Exercise aim: Output, word for word, every line from the line with "Tag every instance of the tree" through the final line of the data below.

Data for processing:

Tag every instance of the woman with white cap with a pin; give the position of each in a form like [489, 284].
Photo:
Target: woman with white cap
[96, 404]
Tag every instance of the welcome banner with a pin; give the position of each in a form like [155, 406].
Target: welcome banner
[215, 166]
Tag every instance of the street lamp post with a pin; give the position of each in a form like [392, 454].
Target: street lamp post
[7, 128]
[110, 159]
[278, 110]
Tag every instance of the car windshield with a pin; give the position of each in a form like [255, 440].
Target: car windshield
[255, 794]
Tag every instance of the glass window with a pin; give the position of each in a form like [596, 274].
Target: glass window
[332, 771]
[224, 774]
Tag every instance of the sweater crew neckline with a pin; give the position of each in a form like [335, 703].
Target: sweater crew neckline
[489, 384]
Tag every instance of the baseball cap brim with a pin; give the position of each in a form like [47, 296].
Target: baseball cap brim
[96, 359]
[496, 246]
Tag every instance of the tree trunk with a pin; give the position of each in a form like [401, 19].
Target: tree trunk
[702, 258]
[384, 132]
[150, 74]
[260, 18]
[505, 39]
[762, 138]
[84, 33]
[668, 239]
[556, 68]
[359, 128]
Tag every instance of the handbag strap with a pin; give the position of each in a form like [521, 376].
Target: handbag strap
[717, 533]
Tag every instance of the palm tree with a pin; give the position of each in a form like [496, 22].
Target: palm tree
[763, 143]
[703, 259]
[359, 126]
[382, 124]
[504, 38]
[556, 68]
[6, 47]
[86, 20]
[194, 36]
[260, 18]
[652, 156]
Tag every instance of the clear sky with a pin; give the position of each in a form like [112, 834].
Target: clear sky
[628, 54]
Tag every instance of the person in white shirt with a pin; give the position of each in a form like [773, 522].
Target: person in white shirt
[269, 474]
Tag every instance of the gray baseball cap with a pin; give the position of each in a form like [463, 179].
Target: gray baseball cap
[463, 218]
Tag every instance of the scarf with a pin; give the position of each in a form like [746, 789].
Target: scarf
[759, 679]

Output for this task:
Tag every instance of the tree trunk with a pin; give the position of each in a form like [401, 19].
Target: tree trunk
[702, 258]
[384, 132]
[150, 74]
[260, 18]
[505, 39]
[762, 138]
[84, 33]
[668, 239]
[556, 68]
[359, 128]
Tag every instance of the handbag strap with a pin; give the position of each in a form like [521, 376].
Target: handbag strap
[717, 533]
Tag every instance of the palm tree with a pin; give the position of each in a form like [496, 22].
Target: palm tree
[763, 143]
[703, 259]
[359, 126]
[382, 124]
[504, 38]
[556, 68]
[6, 47]
[86, 20]
[194, 36]
[260, 18]
[652, 156]
Tag every instance of the clear sky with a pin; give the position of each in a form like [112, 834].
Target: clear sky
[628, 54]
Tag every instance of the person in white shirt with a pin; give the position of each in a form like [773, 522].
Target: person in white shirt
[269, 474]
Tag every instance of the gray baseball cap with a pin; give the position of each in a form like [463, 179].
Target: gray baseball cap
[463, 218]
Tag every instance of the scarf with a pin; give the position of each in a form like [746, 789].
Target: scarf
[759, 679]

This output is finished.